## BEGIN Records shown

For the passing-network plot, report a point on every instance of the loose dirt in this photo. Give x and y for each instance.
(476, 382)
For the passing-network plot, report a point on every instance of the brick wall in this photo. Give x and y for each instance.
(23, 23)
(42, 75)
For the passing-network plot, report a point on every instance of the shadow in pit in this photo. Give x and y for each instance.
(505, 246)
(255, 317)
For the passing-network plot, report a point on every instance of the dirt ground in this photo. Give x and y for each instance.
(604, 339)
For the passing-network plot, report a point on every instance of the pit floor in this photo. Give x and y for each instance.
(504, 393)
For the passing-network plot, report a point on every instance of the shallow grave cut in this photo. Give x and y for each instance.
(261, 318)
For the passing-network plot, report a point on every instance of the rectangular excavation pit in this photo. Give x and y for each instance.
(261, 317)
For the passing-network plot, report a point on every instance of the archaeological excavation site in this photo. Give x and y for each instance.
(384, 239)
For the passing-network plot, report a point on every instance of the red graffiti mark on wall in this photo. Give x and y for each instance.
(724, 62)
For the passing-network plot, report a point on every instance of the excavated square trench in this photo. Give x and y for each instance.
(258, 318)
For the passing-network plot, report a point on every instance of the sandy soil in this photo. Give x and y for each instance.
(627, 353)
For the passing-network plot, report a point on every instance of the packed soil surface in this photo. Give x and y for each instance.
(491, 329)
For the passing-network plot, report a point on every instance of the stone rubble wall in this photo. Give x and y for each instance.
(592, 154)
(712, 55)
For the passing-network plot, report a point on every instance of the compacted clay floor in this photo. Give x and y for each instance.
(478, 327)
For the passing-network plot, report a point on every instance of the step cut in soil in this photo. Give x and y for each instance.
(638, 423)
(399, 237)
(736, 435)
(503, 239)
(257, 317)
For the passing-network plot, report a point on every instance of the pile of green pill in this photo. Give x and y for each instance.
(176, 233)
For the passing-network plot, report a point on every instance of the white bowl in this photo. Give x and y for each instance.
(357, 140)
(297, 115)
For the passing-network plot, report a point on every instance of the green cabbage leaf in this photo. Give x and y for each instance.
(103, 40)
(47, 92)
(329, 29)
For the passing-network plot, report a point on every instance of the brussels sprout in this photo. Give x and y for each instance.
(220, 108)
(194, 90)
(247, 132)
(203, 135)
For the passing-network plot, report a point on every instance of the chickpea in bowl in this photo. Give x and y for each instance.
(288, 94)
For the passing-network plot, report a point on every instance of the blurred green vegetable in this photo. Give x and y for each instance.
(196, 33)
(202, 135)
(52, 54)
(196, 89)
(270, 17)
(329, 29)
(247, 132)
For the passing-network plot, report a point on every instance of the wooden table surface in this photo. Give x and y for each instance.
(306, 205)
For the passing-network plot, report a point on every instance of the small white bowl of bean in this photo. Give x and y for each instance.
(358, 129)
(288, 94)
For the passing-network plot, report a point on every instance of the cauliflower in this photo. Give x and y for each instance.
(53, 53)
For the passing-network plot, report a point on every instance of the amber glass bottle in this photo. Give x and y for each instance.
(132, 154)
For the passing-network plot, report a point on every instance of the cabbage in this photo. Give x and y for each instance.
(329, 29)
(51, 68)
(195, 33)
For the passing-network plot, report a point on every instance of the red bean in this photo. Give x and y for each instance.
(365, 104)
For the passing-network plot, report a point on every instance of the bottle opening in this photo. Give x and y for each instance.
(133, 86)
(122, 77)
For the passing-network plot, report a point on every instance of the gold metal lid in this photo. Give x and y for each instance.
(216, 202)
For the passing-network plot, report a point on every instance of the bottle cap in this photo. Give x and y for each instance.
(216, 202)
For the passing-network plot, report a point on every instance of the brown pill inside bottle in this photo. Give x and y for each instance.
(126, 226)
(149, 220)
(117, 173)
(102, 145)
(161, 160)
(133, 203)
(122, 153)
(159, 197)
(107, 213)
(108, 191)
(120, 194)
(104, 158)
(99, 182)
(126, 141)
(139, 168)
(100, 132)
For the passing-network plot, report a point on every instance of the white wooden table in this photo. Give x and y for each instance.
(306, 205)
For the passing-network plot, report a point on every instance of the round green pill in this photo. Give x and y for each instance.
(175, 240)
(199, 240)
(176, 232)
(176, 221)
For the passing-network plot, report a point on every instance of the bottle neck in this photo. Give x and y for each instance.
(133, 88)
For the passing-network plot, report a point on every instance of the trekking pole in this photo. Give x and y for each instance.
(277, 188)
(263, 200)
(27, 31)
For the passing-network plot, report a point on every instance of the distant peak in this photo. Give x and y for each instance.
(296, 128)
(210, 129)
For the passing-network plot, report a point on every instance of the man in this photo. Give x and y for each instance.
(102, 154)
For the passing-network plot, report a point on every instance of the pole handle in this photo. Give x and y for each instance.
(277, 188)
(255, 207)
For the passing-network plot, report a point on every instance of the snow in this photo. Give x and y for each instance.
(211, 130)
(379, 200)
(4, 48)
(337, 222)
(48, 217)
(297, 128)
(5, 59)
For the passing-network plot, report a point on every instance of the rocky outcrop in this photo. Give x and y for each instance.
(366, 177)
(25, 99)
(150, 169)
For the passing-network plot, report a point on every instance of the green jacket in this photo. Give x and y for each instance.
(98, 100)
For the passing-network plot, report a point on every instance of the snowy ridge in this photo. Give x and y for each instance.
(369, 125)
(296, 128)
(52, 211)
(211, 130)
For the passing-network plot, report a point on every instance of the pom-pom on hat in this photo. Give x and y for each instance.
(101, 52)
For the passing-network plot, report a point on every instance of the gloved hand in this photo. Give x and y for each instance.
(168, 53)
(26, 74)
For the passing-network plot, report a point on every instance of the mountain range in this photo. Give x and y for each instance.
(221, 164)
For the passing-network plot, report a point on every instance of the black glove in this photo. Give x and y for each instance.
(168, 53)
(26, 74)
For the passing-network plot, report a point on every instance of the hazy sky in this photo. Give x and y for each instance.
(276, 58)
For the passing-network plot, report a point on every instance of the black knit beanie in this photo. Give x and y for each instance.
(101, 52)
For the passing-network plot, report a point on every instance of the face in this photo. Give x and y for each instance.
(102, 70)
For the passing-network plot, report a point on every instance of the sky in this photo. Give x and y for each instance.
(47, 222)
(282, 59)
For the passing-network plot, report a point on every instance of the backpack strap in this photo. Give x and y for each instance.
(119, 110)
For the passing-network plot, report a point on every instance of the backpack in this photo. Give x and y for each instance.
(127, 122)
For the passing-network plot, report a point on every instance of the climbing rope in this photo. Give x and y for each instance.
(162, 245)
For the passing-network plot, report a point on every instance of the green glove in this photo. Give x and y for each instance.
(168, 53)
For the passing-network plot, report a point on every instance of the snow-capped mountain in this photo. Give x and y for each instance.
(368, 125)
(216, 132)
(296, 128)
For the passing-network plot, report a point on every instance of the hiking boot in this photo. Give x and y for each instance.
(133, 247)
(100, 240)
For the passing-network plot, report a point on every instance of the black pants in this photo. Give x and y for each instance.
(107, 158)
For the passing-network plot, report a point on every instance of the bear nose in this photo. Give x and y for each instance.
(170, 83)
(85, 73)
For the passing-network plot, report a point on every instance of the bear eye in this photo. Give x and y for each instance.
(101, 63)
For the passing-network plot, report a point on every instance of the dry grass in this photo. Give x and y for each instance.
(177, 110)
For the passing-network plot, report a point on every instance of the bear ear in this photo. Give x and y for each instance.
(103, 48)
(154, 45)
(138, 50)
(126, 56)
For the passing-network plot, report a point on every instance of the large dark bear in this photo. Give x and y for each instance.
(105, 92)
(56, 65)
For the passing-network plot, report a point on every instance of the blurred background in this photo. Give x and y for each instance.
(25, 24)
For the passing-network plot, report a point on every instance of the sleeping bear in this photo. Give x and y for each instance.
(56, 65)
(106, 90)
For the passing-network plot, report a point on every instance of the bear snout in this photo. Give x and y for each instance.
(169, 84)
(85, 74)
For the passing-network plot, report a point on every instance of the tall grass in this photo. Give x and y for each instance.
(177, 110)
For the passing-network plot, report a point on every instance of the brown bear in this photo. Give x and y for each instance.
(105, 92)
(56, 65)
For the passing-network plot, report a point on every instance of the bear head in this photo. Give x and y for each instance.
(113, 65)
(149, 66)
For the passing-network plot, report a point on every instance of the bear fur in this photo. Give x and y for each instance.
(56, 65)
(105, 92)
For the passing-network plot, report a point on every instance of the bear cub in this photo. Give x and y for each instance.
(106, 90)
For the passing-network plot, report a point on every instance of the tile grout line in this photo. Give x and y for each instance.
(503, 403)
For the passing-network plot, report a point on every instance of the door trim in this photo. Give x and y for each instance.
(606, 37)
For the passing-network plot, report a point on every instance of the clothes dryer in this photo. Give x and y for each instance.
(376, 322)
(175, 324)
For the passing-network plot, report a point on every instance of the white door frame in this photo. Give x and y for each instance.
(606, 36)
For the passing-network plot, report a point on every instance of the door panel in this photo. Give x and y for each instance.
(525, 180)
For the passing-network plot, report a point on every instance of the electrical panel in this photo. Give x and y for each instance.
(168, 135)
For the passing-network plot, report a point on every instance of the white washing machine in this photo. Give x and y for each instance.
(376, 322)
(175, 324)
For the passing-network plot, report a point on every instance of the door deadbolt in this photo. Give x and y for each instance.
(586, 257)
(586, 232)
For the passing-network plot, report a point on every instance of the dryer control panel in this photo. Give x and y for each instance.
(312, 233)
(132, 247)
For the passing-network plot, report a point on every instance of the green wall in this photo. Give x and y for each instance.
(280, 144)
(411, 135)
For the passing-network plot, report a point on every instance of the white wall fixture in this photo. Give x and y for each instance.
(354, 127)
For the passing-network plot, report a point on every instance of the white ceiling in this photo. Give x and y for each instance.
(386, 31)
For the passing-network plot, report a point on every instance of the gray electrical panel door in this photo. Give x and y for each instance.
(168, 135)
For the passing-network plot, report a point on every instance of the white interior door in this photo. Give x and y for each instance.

## END Records shown

Prompt » Copy the entries above verbatim, from the line containing "the green wall" through the end of the entries.

Written answer »
For the passing-network plot, report a point on every instance of the green wall in this photo. Give x and y for each instance.
(280, 144)
(411, 135)
For the passing-network plot, report a point on every instance of the white wall fixture in this photo. Give x and y for each instance.
(354, 127)
For the passing-network plot, report a point on every instance of the white ceiling in this photo. Give x and y for each instance.
(386, 31)
For the passing-network plot, report a point on every instance of the gray electrical panel door in this photo. Give x and y for each instance.
(168, 135)
For the passing-network plot, report a point on every instance of the white interior door in this photo. Give x and y for each instance.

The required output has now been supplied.